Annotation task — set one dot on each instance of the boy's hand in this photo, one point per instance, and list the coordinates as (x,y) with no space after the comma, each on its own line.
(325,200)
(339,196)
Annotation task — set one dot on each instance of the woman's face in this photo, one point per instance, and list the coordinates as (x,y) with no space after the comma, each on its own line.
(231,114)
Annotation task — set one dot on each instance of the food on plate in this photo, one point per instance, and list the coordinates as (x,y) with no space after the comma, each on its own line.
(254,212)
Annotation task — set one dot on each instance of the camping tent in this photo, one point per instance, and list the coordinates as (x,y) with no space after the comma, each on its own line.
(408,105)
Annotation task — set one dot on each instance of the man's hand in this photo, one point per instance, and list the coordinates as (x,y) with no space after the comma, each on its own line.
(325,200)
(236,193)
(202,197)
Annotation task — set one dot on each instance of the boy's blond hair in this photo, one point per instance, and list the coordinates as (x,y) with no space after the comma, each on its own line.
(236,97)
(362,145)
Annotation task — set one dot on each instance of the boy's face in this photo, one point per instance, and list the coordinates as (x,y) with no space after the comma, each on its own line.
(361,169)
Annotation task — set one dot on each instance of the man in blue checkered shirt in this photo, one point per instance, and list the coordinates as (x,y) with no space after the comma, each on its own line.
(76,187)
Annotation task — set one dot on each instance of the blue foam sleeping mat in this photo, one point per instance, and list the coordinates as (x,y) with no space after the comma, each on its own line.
....................
§ **Exercise requirements**
When you answer, repeat every record exactly, omitting nothing.

§ **Solved problem**
Annotation task — set one dot on each instance of the boy's hand in this photo, one point per instance, and list the coordinates as (x,y) with no space after the comma, each on its own line.
(325,200)
(339,196)
Annotation task — set one dot on each instance of the woman's face in this photo, one point per instance, and list the coordinates as (x,y) with no space after the comma, each on its own line.
(231,114)
Annotation task — set one dot on each instance of the food on plate in this photo, one point per instance, and list the coordinates as (x,y) with no space after the comma, each on its own line.
(254,212)
Annotation task — set one dot on each instance of the camping tent in this photo, one point per instance, and list the coordinates as (x,y) with no space after the comma, each on its own line.
(408,105)
Annotation task — set one dot on each instance of the man's hand in this photo, one point per instance, and list the coordinates as (x,y) with no space after the comma, each on its own line.
(325,200)
(236,193)
(202,197)
Annotation task — set one dot on each instance of the boy's blond hair in this photo, one point per instance, and list the coordinates as (x,y) with no space after the comma, each on its own line.
(236,97)
(362,145)
Annotation task — set one dot on each instance of the boy's face in this photo, one point per instance, and list the coordinates as (x,y) with no space after the comma, each on its own line.
(361,169)
Annotation task — set one dot on each instance of the man in blue checkered shirt in this photo, one point per instance, and list the coordinates as (x,y) with no space after the comma, each on its own line.
(76,187)
Annotation task — set one dot on each instance of the blue foam sleeping mat in this photo, one point per instance, and list the coordinates as (x,y) with no space after the comma, each on its own line.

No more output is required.